Saturday, September 10, 2011

ARC Review: The Predicteds by Christine Seifert

Is it really possible to have things predicted in your life? What you will become in the future, the things you'll do, the way you will live your life? Isn't that supposed to be something only you can know?

Title: The Predicteds by Christine Seifert
Pages: 342
Release Date: September 1st 2011
Published by: Sourcebooks Fire
Source: Borrowed (Thanks, Precious!)
Buy: Amazon | Book Depository

Summary (from Goodreads):

Your future is not your own...

"We wanted to know what makes a good kid good and a bad kid bad. Can you blame us for that? We found an astoundingly, marvelously simple answer: The brain isn't so much a complicated machine as it is a crystal ball. If you look into it, you will see everything you want to know."
-Dr. Mark Miliken, senior researcher at Utopia Laboratories

Who will it be?
Will the head cheerleader get pregnant?
Is the student council president a secret drug addict?

The whole school is freaking out about PROFILE, an experimental program that can predict students' future behavior.

The only question Daphne wants answered is whether Jesse will ask her out...but he's a Predicted, and there's something about his future he's not telling her.

Daphne's life changed that day when an on-campus shooting occurred. It was her first day of school and she ended up shoved in a cupboard, uncertain if she will live through the day. Cases like it could have been prevented, according to Utopia Systems. They have developed a system that can predict one's behavior, courtesy of the PROFILE program, and Daphne's school is the lucky place where tests were to be conducted. Daphne was saved by Jesse that day of the shooting, and he's a nice guy, someone she sees herself falling for. But PROFILE tells otherwise, because according to it, Jesse is a potential killer.

One of the things I love about this book is how it easily slips in and out of both the dystopia and contemporary genre and still feel like a wholly good book. Just when you think you're reading a purely contemporary book about a teenager trying to move on with her life after a traumatic event, things like PROFILE sneaks into the story and you're back into a world where technology tries to make living harder than make it simpler.
━━━━━━━━━━
→ DIRECTION 1
Condense the paragraph of the book review that begins "Daphne's life changed that day" into a short bulleted list that keeps its main facts.
→ DIRECTION 2
According to the book review, why does PROFILE's view of Jesse clash with Daphne's? Answer in one to three sentences.
→ DIRECTION 3
Write the next part of the book review of The Predicteds, picking up after its last sentence.
The data has no connection to the book review.

→ COLLECTED DATA
━━━━━━━━━━
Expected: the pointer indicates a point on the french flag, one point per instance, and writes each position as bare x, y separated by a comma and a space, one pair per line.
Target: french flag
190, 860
━━━━━━━━━━
→ FINAL ANSWER 1
- On Daphne's first day of school, a shooting happened on campus, and she hid in a cupboard, unsure whether she would survive.
- Utopia Systems says such cases could have been prevented, because its PROFILE program can predict a person's behavior.
- Daphne's school is the place chosen for testing it.
- Jesse saved Daphne during the shooting, and she sees him as a nice guy she could fall for.
- PROFILE labels Jesse a potential killer.

→ FINAL ANSWER 2
Daphne sees Jesse as a nice guy she could fall for, since he saved her during the shooting. PROFILE tells otherwise because it has identified him as a potential killer.

→ FINAL ANSWER 3
The Predicteds is very typical. It's composed of your typical teenage groups, teenage drama and angst, even a dysfunctional parent, but surprisingly, the presence of PROFILE gives it an entirely interesting twist that will keep the readers interested to the very end. The tension between Jesse and Daphne was confusing but something you will not be able to get enough of. Granted, it was instant attraction, but Daphne wasn't at all blind to love. She doubted Jesse. And Jesse was a character you thought you already have figured out but not when the secrets he's keeping gets out one by one. A Knight in shining armor with a dark past. Or so they say. There were a lot of moments that just made my heart ache for Daphne, caught between January and Jesse's confusing relationship.

What I liked about Daphne, is that she's not your typical teenager from a not so typical family, who thinks unlike everyone else. Mostly detached and often times unemotional, I find her a bit quirky, especially with her choice of friends. In a school where kids just follow what is dictated to them by their parents, by the school, by PROFILE, she still knew better than to let Technology define Humanity and how she'll interact with the people around her.

The Predicteds raises quite a few questions worth asking and worth answering. How do you live your life knowing that at some point you're destined to commit violence, even murder? Will you let a computer program's choices dictate how you will live? And will someone destined to be evil really change? The Predicteds show just how much technology can affect our daily lives. When used in a wrong way, it can destroy lives just like every other dangerous thing can. On the other hand, The Predicteds also show just how "human" we are. Quick to judge, quick to assume and easily mistrust each other. Flawed. It's even worse because the situation in The Predicteds shows vividly how it can create social, psychological, physical chaos. Friends turn away from friends, parents act irrationally because of fear. Self-preservation, discrimination, cruelty, every single bad thing that can happen surfaces and gets the best of people. When you draw the line between who you think is good and bad, what do you think will happen in the society you live in?

The Predicteds is part romance, part dystopia, part thriller. It's a book that surprised me, from being a typical book at the start to something you can think about, deep and intriguing. Unique, fresh and thoroughly entertaining, The Predicteds is worth a read!

Content (plot, story flow, character):

Shining: Worthy of a Goddess' Love!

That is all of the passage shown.